### QUOTED TEXT:
┄┄┄┄┄┄┄┄┄┄
Read my first comment? Knu isn't true awg and isn't held to the strict regs that welding cable is. Car audio cables are generally oversized to try to put them ahead of the next car audio cable maker. Knu 1/0= welding 2/0, but for twice the cost.


----------



## nineball76 (Mar 13, 2010)

And Knu 1/0 has what, 5000+ strands of 36awg, welding 2/0 is 1200+ of 30awg.


----------



## Alrojoca (Oct 5, 2012)

nineball76 said:


> Read my first comment? Knu isn't true awg and isn't held to the strict regs that welding cable is. Car audio cables are generally oversized to try to put them ahead of the next car audio cable maker. Knu 1/0= welding 2/0, but for twice the cost.



Not sure I buy the " car audio cables are generally oversized"

Knu is larger compared to any wire including car audio wire like TSP, streetwires, stinger, and very noticeably.

Will a regular stinger, TSP )tsunami) look larger than welding cable? 

I doubt it, and if it is, it will be hard to tell. That is what I was trying to say, unless some specs and measurements can verify it. And sometimes more thinner strands may look bigger than less thicker strands.


----------



## nineball76 (Mar 13, 2010)

Not my picture but a simple googled returned: 

From left to right: Metra 1/0, Stinger 1/0, Knu Kolossus 1/0, 2/0 Trystar Welding Wire, 2/0 Welding Wire.
┄┄┄┄┄┄┄┄┄┄
### TASK TO COMPLETE:
Extend the forum thread comparing car audio cable with welding cable, picking up right after its last line. The rows that come next have nothing to do with the forum thread on cable sizes.
┄┄┄┄┄┄┄┄┄┄
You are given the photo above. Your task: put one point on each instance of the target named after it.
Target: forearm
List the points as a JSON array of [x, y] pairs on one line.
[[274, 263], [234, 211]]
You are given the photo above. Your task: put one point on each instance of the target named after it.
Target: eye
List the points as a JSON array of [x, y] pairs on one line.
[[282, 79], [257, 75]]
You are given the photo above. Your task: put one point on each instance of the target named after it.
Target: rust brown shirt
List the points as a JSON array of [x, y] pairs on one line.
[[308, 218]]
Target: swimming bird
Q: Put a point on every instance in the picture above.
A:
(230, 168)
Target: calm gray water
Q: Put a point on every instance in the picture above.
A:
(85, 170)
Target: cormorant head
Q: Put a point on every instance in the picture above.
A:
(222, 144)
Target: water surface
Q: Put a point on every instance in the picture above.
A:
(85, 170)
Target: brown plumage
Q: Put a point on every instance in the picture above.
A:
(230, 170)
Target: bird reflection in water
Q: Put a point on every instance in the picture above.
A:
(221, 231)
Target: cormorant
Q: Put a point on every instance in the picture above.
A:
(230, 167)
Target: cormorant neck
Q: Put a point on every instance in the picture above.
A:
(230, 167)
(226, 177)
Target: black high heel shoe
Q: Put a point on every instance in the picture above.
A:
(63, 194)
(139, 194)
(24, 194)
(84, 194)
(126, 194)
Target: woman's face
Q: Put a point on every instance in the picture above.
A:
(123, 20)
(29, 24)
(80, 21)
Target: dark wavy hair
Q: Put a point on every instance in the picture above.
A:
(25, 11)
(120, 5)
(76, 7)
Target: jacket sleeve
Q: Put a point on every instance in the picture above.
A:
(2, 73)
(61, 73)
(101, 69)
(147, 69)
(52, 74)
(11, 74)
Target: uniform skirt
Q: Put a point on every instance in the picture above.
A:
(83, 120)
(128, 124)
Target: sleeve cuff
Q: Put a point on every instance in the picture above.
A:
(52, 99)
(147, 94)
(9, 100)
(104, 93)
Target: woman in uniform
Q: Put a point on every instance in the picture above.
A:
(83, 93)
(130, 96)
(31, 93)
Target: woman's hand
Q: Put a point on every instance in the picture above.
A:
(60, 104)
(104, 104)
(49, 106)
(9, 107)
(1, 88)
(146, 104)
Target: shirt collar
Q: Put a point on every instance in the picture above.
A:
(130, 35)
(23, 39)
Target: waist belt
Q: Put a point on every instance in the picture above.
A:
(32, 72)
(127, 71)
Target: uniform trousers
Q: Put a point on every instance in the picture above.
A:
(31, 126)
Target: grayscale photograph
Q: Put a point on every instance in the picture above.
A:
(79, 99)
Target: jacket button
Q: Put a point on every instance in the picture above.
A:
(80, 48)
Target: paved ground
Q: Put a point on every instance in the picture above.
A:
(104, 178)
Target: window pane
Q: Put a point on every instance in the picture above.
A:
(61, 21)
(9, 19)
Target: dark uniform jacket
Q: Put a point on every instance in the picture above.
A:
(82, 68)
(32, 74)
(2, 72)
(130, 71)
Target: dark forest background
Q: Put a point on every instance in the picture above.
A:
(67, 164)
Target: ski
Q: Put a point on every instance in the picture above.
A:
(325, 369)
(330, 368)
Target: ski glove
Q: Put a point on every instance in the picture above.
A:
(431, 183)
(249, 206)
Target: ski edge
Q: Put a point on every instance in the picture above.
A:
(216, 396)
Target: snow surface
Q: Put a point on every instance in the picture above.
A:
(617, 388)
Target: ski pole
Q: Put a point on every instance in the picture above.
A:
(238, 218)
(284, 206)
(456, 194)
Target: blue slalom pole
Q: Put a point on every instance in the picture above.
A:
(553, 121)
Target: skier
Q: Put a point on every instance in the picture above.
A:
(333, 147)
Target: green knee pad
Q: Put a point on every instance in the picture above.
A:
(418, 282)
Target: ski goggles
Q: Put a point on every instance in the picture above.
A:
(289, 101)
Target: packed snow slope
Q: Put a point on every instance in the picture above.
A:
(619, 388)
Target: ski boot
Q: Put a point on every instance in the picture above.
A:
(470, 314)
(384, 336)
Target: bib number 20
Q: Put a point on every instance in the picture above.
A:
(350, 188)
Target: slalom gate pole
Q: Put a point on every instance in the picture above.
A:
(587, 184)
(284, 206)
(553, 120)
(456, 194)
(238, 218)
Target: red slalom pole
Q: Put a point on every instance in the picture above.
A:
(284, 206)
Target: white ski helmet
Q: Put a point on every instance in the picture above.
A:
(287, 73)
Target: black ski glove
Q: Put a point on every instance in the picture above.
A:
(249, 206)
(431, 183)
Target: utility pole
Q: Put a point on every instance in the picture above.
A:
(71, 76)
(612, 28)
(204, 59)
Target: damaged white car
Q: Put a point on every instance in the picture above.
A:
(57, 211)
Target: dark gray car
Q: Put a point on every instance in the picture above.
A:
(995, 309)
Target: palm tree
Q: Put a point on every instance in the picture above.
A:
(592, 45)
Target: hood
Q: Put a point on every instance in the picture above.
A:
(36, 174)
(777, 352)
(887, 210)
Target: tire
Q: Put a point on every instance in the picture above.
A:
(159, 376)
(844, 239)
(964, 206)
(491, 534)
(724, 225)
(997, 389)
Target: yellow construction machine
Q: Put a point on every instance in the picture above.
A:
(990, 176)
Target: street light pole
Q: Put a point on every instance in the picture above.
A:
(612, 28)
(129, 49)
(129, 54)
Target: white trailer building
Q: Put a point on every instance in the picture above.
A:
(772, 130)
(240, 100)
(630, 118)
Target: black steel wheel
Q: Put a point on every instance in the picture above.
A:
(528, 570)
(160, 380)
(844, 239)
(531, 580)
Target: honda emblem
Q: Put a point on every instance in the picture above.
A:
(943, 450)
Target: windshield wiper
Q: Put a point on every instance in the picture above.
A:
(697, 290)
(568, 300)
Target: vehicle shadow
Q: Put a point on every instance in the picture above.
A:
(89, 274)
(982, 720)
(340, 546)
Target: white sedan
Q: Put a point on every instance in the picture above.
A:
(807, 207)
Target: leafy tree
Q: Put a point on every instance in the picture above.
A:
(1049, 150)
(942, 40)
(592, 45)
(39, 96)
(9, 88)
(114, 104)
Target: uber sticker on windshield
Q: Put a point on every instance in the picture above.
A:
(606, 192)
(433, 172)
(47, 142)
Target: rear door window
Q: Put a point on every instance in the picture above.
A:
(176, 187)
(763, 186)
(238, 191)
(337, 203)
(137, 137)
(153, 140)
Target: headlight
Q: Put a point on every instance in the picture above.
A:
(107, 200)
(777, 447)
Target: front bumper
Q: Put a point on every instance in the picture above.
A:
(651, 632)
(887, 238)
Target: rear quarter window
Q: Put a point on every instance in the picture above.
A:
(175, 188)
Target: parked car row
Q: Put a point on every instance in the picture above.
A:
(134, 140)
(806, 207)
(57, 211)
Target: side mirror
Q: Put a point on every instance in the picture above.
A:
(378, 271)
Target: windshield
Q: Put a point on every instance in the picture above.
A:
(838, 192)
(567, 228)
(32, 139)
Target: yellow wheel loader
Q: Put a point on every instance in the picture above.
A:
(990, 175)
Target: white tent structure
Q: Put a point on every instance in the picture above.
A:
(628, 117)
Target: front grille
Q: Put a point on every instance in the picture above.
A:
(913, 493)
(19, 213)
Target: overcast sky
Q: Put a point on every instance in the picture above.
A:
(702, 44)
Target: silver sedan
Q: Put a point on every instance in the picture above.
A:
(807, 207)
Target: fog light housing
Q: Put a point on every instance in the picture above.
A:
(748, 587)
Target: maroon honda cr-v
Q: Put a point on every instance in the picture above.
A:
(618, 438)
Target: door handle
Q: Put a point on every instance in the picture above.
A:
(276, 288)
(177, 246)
┄┄┄┄┄┄┄┄┄┄
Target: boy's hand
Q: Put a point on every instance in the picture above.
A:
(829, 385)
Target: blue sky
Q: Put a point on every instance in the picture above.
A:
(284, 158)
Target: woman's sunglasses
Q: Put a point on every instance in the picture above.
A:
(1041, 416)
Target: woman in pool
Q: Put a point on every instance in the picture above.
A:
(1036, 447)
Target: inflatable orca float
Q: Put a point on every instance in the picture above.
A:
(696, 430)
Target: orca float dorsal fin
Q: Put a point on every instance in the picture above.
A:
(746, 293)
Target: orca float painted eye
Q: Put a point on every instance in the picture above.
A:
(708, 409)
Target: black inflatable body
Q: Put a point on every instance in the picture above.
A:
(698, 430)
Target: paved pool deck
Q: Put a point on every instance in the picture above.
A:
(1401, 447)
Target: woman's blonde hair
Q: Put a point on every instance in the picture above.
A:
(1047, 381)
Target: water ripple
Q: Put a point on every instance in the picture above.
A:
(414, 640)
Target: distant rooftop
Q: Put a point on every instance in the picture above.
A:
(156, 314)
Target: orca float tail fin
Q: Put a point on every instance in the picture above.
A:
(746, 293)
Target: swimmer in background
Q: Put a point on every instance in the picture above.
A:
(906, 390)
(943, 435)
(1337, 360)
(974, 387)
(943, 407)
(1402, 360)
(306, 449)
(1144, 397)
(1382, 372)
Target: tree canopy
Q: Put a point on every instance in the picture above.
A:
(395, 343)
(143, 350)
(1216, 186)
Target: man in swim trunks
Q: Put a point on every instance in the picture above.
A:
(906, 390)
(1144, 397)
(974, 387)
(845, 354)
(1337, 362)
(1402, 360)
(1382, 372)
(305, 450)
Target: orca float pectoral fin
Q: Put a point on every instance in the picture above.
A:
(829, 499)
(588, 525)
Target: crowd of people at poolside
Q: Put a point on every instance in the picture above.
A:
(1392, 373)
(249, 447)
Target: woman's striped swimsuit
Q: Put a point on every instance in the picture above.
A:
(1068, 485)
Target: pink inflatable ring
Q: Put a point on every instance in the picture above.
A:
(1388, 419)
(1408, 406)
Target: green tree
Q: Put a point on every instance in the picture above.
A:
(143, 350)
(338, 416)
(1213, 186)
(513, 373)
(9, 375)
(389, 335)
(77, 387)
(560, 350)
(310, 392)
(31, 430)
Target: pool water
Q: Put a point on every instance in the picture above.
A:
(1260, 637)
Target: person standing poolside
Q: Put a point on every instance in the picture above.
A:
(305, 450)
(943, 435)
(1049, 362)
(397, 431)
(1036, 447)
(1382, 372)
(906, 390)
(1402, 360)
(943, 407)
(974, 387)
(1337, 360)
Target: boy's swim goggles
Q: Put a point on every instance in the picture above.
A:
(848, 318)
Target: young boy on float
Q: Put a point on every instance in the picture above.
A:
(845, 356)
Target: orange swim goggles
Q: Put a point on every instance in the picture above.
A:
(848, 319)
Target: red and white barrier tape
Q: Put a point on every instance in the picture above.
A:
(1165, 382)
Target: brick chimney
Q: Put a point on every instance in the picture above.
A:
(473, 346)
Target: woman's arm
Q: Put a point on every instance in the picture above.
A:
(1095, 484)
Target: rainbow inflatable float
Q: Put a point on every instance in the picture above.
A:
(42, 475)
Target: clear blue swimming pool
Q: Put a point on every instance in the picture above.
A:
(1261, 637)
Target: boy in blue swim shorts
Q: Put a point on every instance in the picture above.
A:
┄┄┄┄┄┄┄┄┄┄
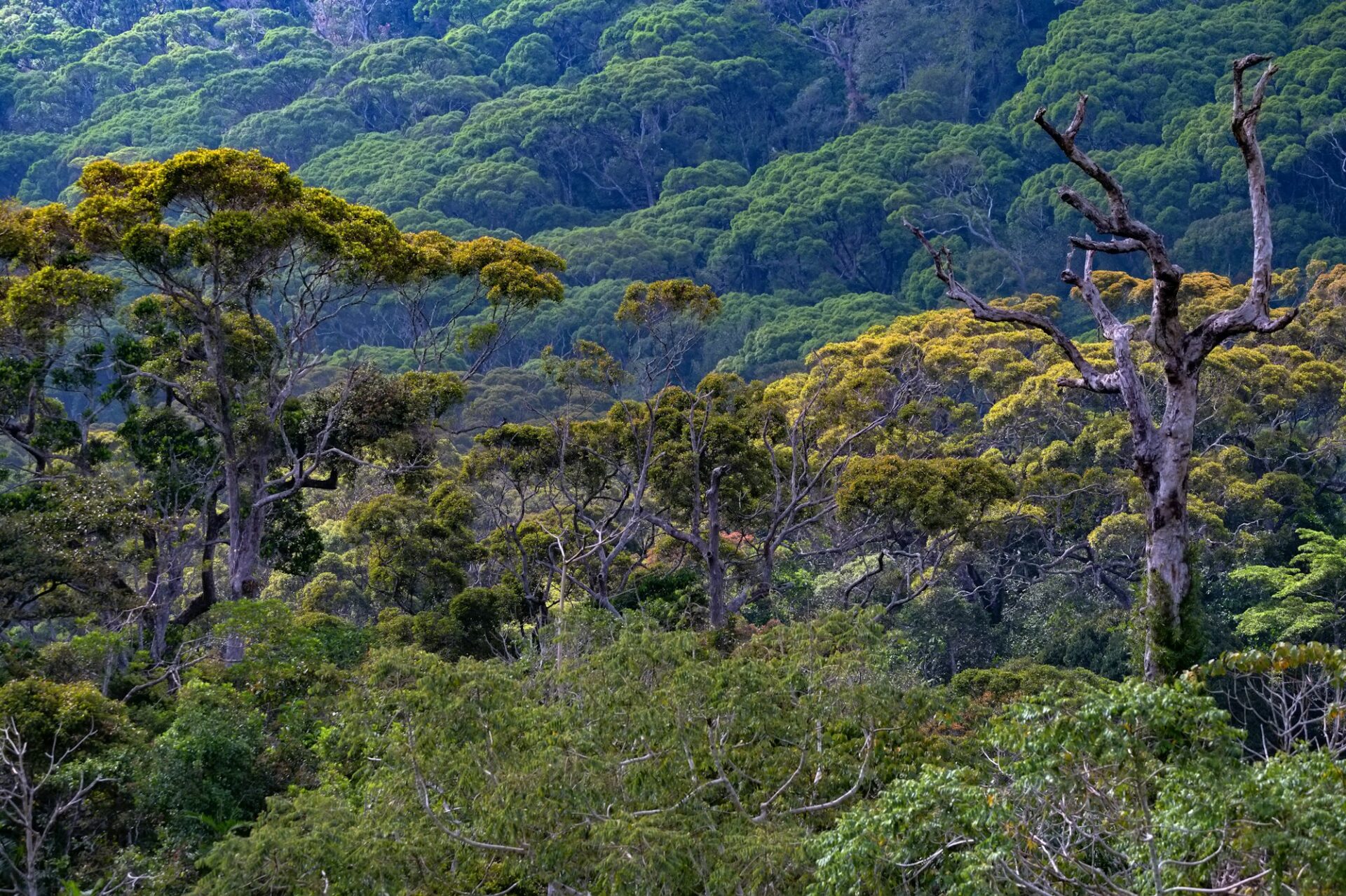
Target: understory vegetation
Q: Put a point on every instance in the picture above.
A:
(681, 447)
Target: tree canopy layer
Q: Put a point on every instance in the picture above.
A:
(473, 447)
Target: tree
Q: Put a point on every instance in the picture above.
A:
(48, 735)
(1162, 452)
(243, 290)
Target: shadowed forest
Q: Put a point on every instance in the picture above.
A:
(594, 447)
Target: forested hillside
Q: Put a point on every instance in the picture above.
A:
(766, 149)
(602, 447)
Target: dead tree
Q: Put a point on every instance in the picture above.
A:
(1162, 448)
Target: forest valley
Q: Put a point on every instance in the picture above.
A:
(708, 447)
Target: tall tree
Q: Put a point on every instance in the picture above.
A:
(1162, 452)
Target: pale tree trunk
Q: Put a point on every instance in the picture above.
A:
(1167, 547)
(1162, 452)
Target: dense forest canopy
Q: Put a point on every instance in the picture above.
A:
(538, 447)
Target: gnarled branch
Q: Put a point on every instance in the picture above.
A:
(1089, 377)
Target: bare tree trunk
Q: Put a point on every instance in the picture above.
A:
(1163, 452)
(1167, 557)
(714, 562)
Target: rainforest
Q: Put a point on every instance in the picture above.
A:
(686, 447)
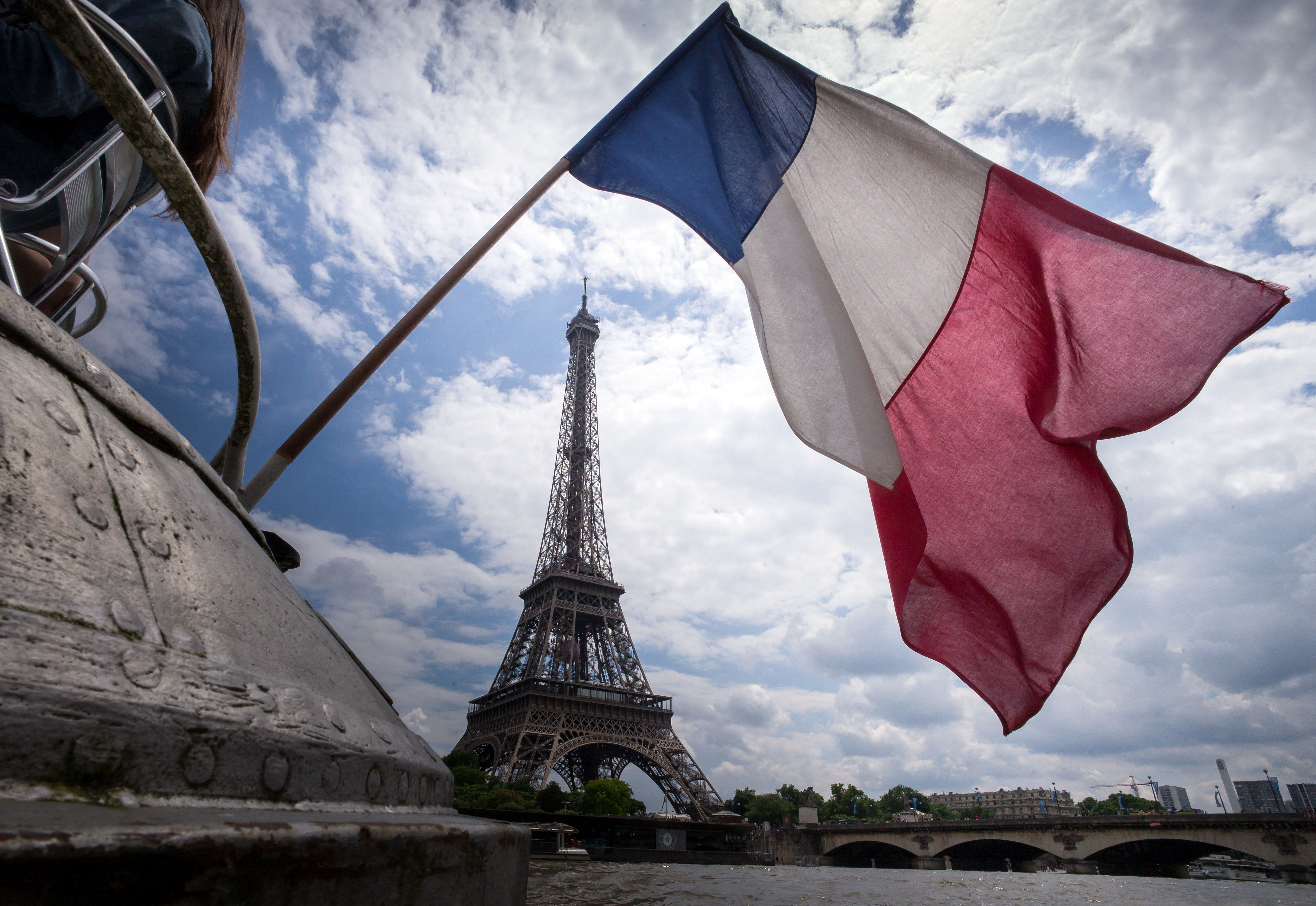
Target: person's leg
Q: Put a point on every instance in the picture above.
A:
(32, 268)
┄┄┄┄┄┄┄┄┄┄
### RIGHT ANSWER:
----------



## Phil Indeblanc (May 27, 2015)

looks like the Trystar uses more copper in the strand, unless someone managed to tint metals a darker more copper color. *The KnuKolossus looks too bright*...maybe its silver/Not! They are not using a full copper strand.

Stinger looks good too. Metra looks bad. 

It looks like the order of good to less than is...
1-Trystar
2-Welding Wire
3-Stinger
4-KnuK


----------



## jbeez (Aug 20, 2013)

Thought you guys might appreciate this thread I came across on another forum a while ago, it seems to be a fairly comprehensive analysis of wire

Wire Comparison

including caliper measurements and weights, KNU did well


----------



## nineball76 (Mar 13, 2010)

Phil Indeblanc said:


> looks like the Trystar uses more copper in the strand, unless someone managed to tint metals a darker more copper color. *The KnuKolossus looks too bright*...maybe its silver/Not! They are not using a full copper strand.
> 
> Stinger looks good too. Metra looks bad.
> 
> ...



The Knu is silver tinned ofc. The only reason Trystar looks better is that insane jacket. The Knu and welding cable look identical size. Which it pretty much is. Mentioned it before, car audio cable is over sized, welding cable has regulations to follow and adhere to. Save your money, welding cable is half the cost and just as good.


----------



## Sine Swept (Sep 3, 2010)

I tend to judge wiring kits by weight. If the weight isn't there, I stay away.


----------



## TaylorFade (Nov 9, 2014)

Good "Car Audio" 1/0 is generally accepted to be closer to 2/0 AWG. That's just how it is.

2/0 is really only minimally more capable than 1/0 anyway (~ 20A). I think some are under the assumption it's twice the ampacity. But whatever.

I use welding cable almost exclusively and have for years. It's made in the USA and I know what I'm getting. And bonus... it's cheaper and available locally. Win-win.


----------



## TaylorFade (Nov 9, 2014)

Here's a few different brands and sizes.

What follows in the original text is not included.